▸ **TAREA**:
Continúa el texto sobre la censura moderna a partir de su última oración.

El gran censor durante la revolución científica fue la Iglesia, pero hoy en día los principales censores son los gobiernos, los ejércitos y las corporaciones. Cualquiera que desafíe los intereses de estos grupos puede estar en la mira de la censura o la represión.
La imagen tradicional de la censura muestra a burócratas tratando de evitar la publicación de determinados textos. Estos métodos son típicos de los gobiernos autoritarios, pero resultan muy poco eficaces debido a sus altos costos y al resentimiento que generan en los autores de las obras censuradas. Sin embargo, sigue practicándose este tipo de censura categórica dentro de estructuras jerárquicas rígidas, como el ejército, los ministerios y las corporaciones, donde aún resulta útil. Las modalidades más sutiles de censura, desarrolladas en décadas recientes para invadir la vida pública, despiertan mayor interés en el marco del estudio de las estructuras de poder. Analizaré dichas formas de censura en cuanto a su relación con dos mitos modernos: el mito del 11 de septiembre de 2001 (11S) como obra de terroristas islámicos y el mito del terrorismo islámico en general.
A estas alturas, la mayoría de las personas curiosas y racionales dedujeron que el asesinato en masa del 11S no fue cometido por fanáticos islámicos, sino por las autoridades estadounidenses, y que el terrorismo islámico es, en el peor de los casos, una amenaza trivial, mucho menor que los accidentes de tránsito o el asesinato común. Este ensayo no pretende convencer a nadie de que se trata de mitos; sugiero a quien esto lee y aún cree en las versiones oficiales revisar la vasta y excelente literatura que trata estos temas. El presente texto aborda la producción de mitos y el fenómeno de autocensura que se ha generalizado en relación con los mitos antes especificados.

▸ **DATOS SIN PROCESAR**:
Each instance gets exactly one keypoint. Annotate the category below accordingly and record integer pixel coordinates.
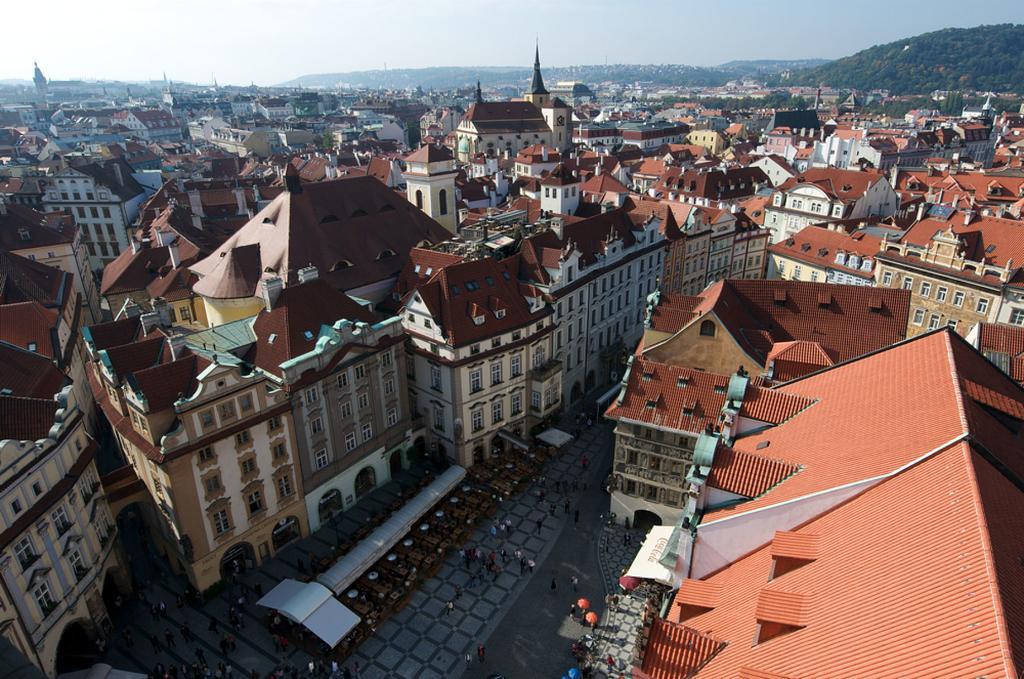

▸ **RESPUESTA REDACTADA**:
Sin duda, la modalidad más eficaz de censura es la autocensura, entendida como la evasión deliberada de reflexionar o incluso hablar sobre ciertos temas o puntos de vista. Desde la infancia, todos somos entrenados para ejercer la autocensura respecto a diversos temas e ideas, por ejemplo, determinados aspectos de la sexualidad y la violencia. Ese proceso de socialización es necesario para preservar la estabilidad de las familias y las sociedades.
Quienes detentan el poder han reconocido desde tiempos inmemoriales las ventajas de inducir la autocensura en las mentes de los gobernados y los mitos, desde siempre, han servido como herramientas para el control social. Con el desmembramiento del bloque socialista alrededor de 1990, la alianza capitalista occidental perdió el mito unificador de la supuesta amenaza que representaba el expansionismo soviético, un mito que afianzó durante 40 años la cohesión de dicha alianza, el despliegue de bases militares estadounidenses alrededor del globo y la rentabilidad del complejo militar-industrial. Para esos círculos, el desplome del bloque socialista puso en riesgo su existencia y volvió vital encontrar o incluso inventar un mito capaz de reemplazar eficazmente a la amenaza comunista. Muy pronto advirtieron las oportunidades que abría la inexistencia del bloque socialista para la hegemonía mundial de Estados Unidos. El Proyecto para el Nuevo Siglo Estadounidense (PNAC), liderado por Donald Rumsfeld, Dick Cheney, Paul Wolfowitz y otros imperialistas de derecha, se inspiró en esa nueva realidad. Dichos círculos eran absolutamente conscientes de que el pueblo estadounidense no estaría dispuesto a financiar un incremento más que considerable en el gasto militar, incremento necesario para imponer la hegemonía del país en el planeta, a menos que percibiera una amenaza del exterior. La consolidación del plan exigía un enemigo.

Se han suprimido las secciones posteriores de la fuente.